● **Work instructions**
The response should be an exact copy of the records, with the pictures removed.

▼

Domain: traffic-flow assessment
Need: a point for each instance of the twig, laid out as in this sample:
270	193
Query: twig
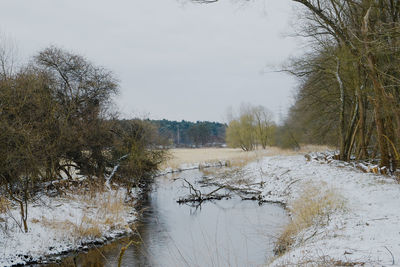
390	254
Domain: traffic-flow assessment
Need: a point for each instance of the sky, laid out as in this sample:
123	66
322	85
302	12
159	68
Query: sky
174	59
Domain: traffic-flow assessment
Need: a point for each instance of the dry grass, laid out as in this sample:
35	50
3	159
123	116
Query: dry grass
234	156
312	208
4	204
102	210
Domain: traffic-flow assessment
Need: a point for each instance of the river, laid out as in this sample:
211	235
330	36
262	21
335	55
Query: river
227	232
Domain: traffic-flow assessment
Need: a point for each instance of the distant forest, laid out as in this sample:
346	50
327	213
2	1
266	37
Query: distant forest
191	134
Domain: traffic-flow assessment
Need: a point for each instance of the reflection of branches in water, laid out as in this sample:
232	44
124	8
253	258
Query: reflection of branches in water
196	197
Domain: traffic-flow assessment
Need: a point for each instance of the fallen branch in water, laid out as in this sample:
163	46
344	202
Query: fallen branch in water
197	196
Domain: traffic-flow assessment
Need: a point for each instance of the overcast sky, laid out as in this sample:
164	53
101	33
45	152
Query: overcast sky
175	60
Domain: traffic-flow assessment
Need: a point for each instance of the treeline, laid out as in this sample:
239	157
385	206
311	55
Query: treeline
56	122
251	127
191	134
350	86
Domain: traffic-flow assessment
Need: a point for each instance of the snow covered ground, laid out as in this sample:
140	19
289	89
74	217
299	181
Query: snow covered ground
60	225
366	232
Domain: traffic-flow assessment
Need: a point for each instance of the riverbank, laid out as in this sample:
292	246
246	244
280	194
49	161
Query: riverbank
60	225
341	216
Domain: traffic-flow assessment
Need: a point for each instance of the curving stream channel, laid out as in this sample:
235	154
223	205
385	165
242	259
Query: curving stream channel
227	232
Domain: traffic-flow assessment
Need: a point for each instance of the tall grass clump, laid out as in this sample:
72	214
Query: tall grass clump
313	208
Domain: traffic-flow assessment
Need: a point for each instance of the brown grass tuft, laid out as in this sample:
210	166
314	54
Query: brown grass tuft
312	208
103	210
4	204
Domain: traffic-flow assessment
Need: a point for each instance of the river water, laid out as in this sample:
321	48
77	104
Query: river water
227	232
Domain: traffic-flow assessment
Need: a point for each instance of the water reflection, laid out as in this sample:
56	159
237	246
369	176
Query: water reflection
228	232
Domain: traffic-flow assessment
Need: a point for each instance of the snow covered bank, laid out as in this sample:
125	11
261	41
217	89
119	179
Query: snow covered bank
366	232
59	225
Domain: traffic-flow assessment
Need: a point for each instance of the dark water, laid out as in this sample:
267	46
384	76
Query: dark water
228	232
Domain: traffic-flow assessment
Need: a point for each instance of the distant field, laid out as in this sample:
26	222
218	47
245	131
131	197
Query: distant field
181	156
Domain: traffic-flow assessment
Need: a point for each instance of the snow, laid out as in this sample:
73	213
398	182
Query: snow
368	231
52	224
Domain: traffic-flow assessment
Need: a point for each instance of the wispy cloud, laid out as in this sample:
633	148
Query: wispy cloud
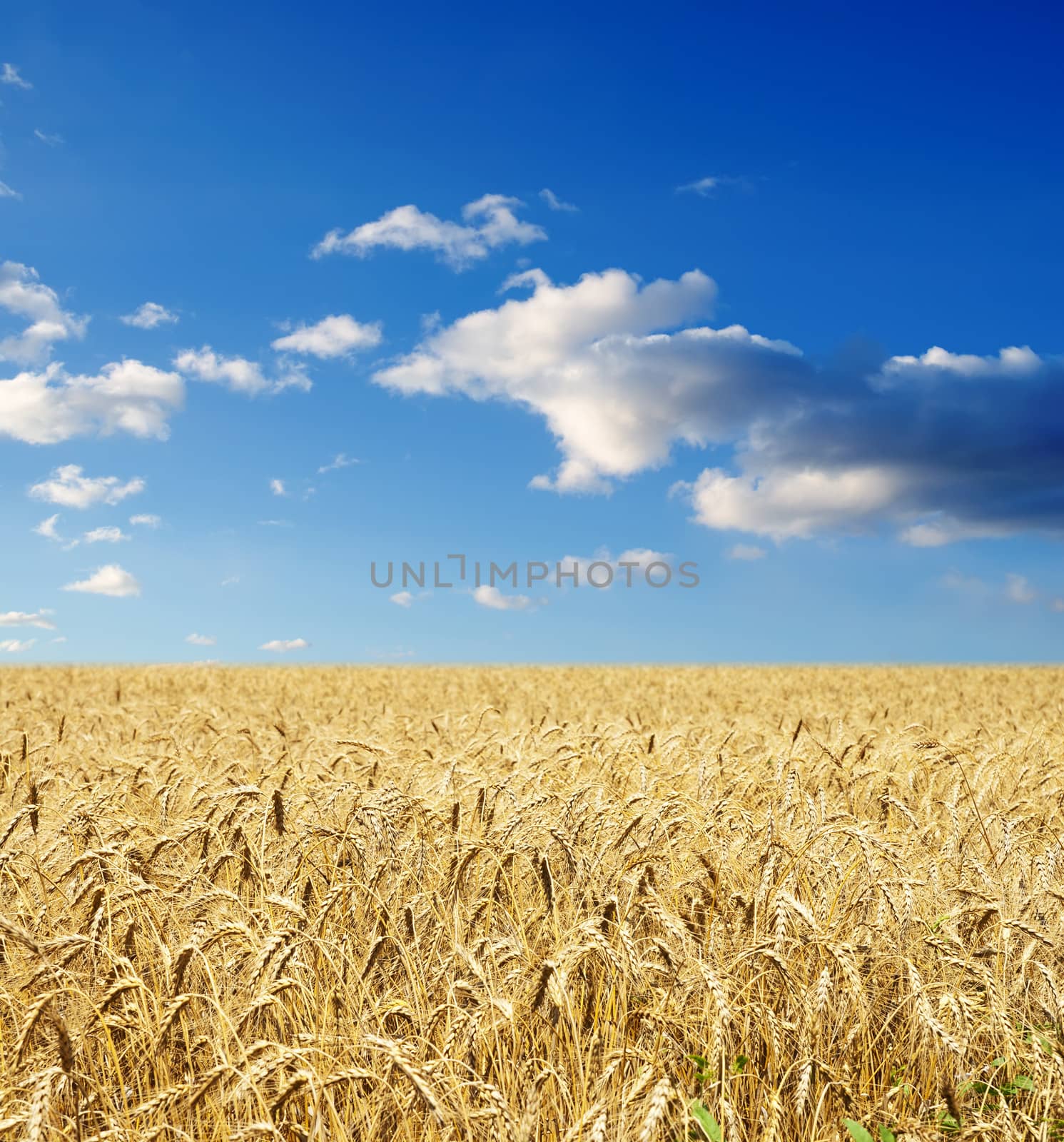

▲

● **Response box**
Domain: traffic-flow assessment
Need: a point for each instance of the twig, laid out as in this sample:
270	193
Query: twig
390	254
Domain: traffic-flow assessment
Need: a point for each instance of the sky, laid out as in this sample:
123	66
322	85
302	12
159	68
Query: sky
174	59
Domain: traffic-flow assessment
Need: a point for each instance of the dry grass, laid out as in this sample:
35	50
3	159
123	116
Query: dry grass
234	156
312	208
4	204
102	210
Domain: traffic-flow assessment
Need: a point for each instance of the river, laid out as in this sample:
211	235
330	36
262	21
335	55
Query: river
227	232
Domain: traffic-flow assessment
Need: a point for each instance of the distant forest, laid out as in this sample:
346	50
327	213
2	1
266	37
Query: distant forest
191	134
Domain: traffic-flow assessment
Need: a point for each instance of the reflection of branches in water, laid out as in this sample:
232	44
124	8
253	258
Query: reflection of branches in water
196	197
Domain: traffic-flow assessment
Need: a point for each instance of the fallen branch in water, laid out as in this sample:
163	46
344	202
Query: fallen branch in water
197	196
Domain: traffic-flow assessment
Need: a point for each instance of the overcast sky, laid out as in this sample:
164	53
101	33
45	152
Query: overcast sky
175	60
Domain: traffic-flow assessment
Need: a point for each instance of the treeline, laid out as in this sample:
239	157
385	206
311	55
Query: treeline
56	122
251	127
191	134
350	86
Domain: traffic-flow assessment
Need: a point for each instance of the snow covered ground, laid out as in this sample:
140	19
289	89
74	217
299	181
Query: snow covered ground
60	225
366	232
Domain: traffic-flow assessment
Need: a point for each instance of the riverbank, laid out as in this sample:
292	246
246	244
280	194
49	161
Query: riverbank
60	225
341	216
Domain: traffic-flow assessment
Need: a point for each instance of the curving stream channel, laid out as in this sample:
235	154
223	205
385	165
242	259
Query: curving stream channel
227	232
Domain: traffic-flow assessment
Need: a point for each instance of the tall grass clump, laid out as in this sample:
72	214
Query: tall grass clump
313	208
Domain: traffic-flow assessment
Need: a point for each instance of the brown grass tuft, laid out as in this sample:
210	166
314	54
Query: brown grass tuft
312	208
103	210
4	204
Domain: traffic-flow assessment
Need: a point for each instance of the river water, laid out as in this sample:
321	48
77	104
Query: river water
227	232
Domain: traffic-flow assessment
Need: a point for each instance of the water reflection, laid out as in this sample:
56	159
237	246
369	176
Query: water reflection
228	232
Domain: traffic-flow assessment
Need: a point for each instance of the snow covered bank, laid out as in this sample:
125	11
261	41
217	89
119	179
Query: snow covered bank
366	232
59	225
Domain: traffic-flow assessment
Need: a point for each instance of the dark water, laid out as in this sample:
267	46
384	76
Query: dark water
228	232
Domain: traffic-flow assessment
Need: a point for each instance of the distant field, laid out as in this sample:
26	222
218	47
245	131
131	197
Query: distant field
181	156
Domain: traffic-flow assessment
Need: a point for each instance of the snow, laid out as in this sample:
73	213
398	182
Query: snow
368	231
52	224
Domain: traffic-flow assessment
Need: a point for each instance of the wispy cloud, laid out as in this sample:
633	148
Query: wispy cloud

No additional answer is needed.